BEGIN RECORDS

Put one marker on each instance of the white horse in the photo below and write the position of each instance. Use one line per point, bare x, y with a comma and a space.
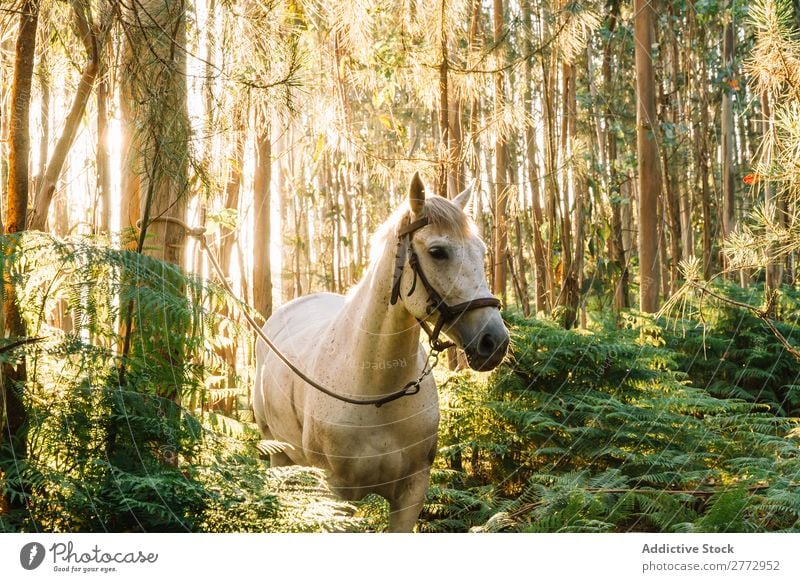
427, 266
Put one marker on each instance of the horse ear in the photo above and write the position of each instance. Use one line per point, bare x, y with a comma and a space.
463, 199
416, 194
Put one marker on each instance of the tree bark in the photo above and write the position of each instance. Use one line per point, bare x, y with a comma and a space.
262, 264
154, 64
501, 187
541, 270
649, 179
92, 39
14, 377
728, 189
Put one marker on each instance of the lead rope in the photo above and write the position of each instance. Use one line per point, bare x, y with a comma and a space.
409, 389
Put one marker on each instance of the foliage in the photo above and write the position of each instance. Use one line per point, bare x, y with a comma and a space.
603, 431
731, 353
122, 452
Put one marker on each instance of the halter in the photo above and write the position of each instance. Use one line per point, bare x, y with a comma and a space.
447, 313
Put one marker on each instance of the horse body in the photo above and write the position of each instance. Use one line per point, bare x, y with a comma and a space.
362, 346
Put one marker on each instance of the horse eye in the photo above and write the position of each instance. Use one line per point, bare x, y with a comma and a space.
437, 253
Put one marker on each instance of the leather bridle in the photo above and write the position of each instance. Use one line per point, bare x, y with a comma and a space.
447, 313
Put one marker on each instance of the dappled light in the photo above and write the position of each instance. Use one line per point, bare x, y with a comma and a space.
451, 266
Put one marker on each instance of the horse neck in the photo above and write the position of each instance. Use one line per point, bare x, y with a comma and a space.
383, 338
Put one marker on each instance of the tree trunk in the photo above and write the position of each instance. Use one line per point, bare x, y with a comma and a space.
541, 271
154, 64
501, 193
91, 41
14, 377
262, 265
648, 165
103, 158
728, 189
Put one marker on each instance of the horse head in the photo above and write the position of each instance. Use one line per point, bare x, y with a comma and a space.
443, 281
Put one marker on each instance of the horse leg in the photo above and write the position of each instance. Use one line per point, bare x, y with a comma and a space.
279, 459
404, 507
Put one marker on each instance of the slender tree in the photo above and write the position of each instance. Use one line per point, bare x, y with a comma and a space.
649, 178
14, 376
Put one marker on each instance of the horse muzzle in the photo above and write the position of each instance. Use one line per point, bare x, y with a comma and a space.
487, 348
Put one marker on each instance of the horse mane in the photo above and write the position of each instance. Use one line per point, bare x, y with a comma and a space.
440, 212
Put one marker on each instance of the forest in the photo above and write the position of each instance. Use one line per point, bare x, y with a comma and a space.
636, 183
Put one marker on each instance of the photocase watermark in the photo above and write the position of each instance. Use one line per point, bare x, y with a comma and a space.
31, 555
65, 557
382, 364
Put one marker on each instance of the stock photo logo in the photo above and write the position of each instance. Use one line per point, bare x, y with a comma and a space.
32, 555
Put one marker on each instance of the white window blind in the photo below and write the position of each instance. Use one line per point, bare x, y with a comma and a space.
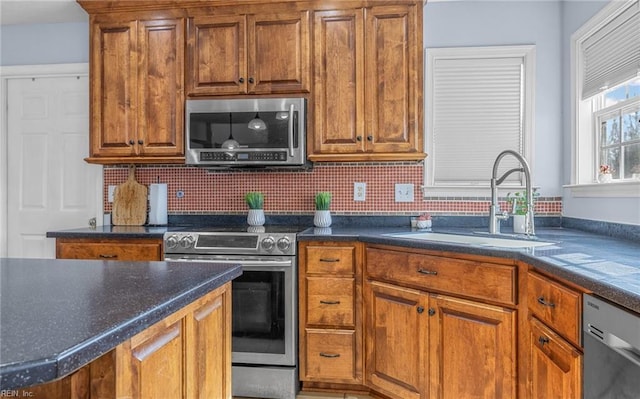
611, 54
478, 101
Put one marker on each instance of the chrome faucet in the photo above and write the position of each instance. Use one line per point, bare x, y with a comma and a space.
494, 209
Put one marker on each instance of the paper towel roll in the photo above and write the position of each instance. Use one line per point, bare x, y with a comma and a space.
158, 204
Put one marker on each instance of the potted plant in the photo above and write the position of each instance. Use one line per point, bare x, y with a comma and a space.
519, 208
605, 174
322, 217
255, 201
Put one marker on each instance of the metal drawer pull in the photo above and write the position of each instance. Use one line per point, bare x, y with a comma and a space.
330, 355
330, 302
542, 301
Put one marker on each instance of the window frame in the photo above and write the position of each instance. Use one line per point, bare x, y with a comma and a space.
585, 132
479, 189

END RECORDS

INSTRUCTIONS TO FOLLOW — Every line from the one that contains "Put one marker on each instance of the potted" down to and including the last line of the records above must be set down exactly, with nothing else.

WRITTEN ANSWER —
Put one marker on each instance of the potted plant in the photo above and write the position of each instance. Use one line per point, bare x, y with a comma and a space.
519, 208
605, 174
322, 217
255, 201
Put one marker on each instance of the metal drawer pull in the photo above and write the position of each instance. Use one line per point, bare x, y with a comma and a space.
330, 355
330, 302
542, 301
Put one marker on each instance of the window frame in the photo above and write the position of each instance. Use one line per point, bare x, y with a comma and a space.
585, 132
479, 189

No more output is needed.